- _Provided passage_:

────────

Therapeutic angiogenesis in diabetic apolipoprotein E-deficient mice using bone marrow cells, functional hemangioblasts and metabolic intervention

Department of Biochemistry and Biophysics, 1st School of Medicine, II University of Naples, 80138 Naples, Italy.
Atherosclerosis (Impact Factor: 3.99). 10/2009; 209(2):403-14. DOI: 10.1016/j.atherosclerosis.2009.10.022
Source: PubMed

ABSTRACT Peripheral arterial disease (PAD) is a major health problem especially when associated to concomitant diabetes and hypercholesterolemia. Hyperglycemia with an overwhelming generation of oxygen radicals and formation of glycation end-products exacerbates oxidation-sensitive mechanisms activated by tissue ischemia. Administration of autologous bone marrow cells (BMC) is an increasing notable intervention to induce therapeutic angiogenesis, ameliorated by metabolic intervention (MT). Recently, hemangioblasts (HS) with functional properties were isolated.

────────

Dataset entries:
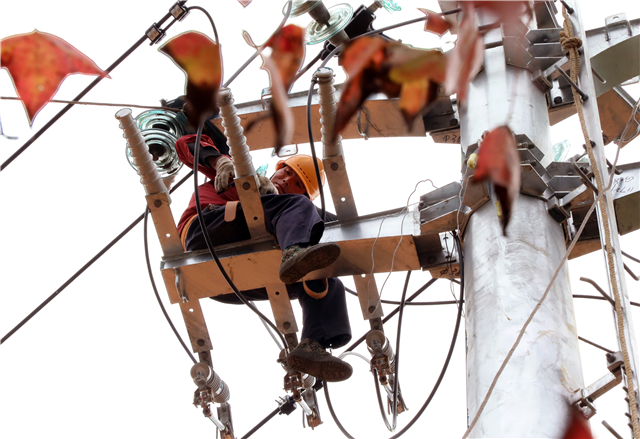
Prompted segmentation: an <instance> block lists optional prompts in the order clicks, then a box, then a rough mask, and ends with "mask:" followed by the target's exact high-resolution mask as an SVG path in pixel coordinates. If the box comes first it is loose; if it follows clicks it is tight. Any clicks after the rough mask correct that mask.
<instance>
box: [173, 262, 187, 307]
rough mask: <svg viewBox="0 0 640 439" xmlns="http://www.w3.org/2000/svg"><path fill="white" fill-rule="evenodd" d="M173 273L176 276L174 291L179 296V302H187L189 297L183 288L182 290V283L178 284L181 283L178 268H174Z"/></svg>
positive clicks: (185, 302) (179, 271) (179, 283)
mask: <svg viewBox="0 0 640 439" xmlns="http://www.w3.org/2000/svg"><path fill="white" fill-rule="evenodd" d="M173 273H174V274H175V276H176V291H177V292H178V296H180V300H182V303H187V302H189V295H188V294H187V292H186V291H185V290H184V288H182V282H180V281H181V272H180V267H176V268H174V269H173Z"/></svg>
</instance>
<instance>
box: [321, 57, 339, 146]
mask: <svg viewBox="0 0 640 439" xmlns="http://www.w3.org/2000/svg"><path fill="white" fill-rule="evenodd" d="M315 76H316V78H317V79H318V96H319V97H320V124H321V125H322V128H321V129H320V132H321V133H322V146H323V148H324V151H323V157H336V156H339V155H343V154H342V136H341V135H340V134H338V135H337V136H336V141H335V142H334V143H331V142H330V141H329V137H330V136H331V132H332V131H333V127H334V126H335V121H336V112H337V111H338V99H337V97H336V89H335V87H334V86H333V70H331V69H330V68H328V67H322V68H320V69H318V70H316V73H315Z"/></svg>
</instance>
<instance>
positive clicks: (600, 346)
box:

────────

- _What to do_: Rewrite the abstract paragraph beginning "Peripheral arterial disease (PAD) is a major health problem" from the provided passage as a short bulleted list that keeps its main facts. Nothing in the dataset entries is needed here.

- _Solution to this problem_:
- Peripheral arterial disease (PAD) is a major health problem, especially alongside diabetes and hypercholesterolemia.
- Hyperglycemia produces a flood of oxygen radicals and glycation end-products, worsening the oxidation-sensitive mechanisms triggered by tissue ischemia.
- Giving autologous bone marrow cells (BMC) is an increasingly notable way to induce therapeutic angiogenesis, and metabolic intervention (MT) improves it.
- Functional hemangioblasts (HS) have recently been isolated.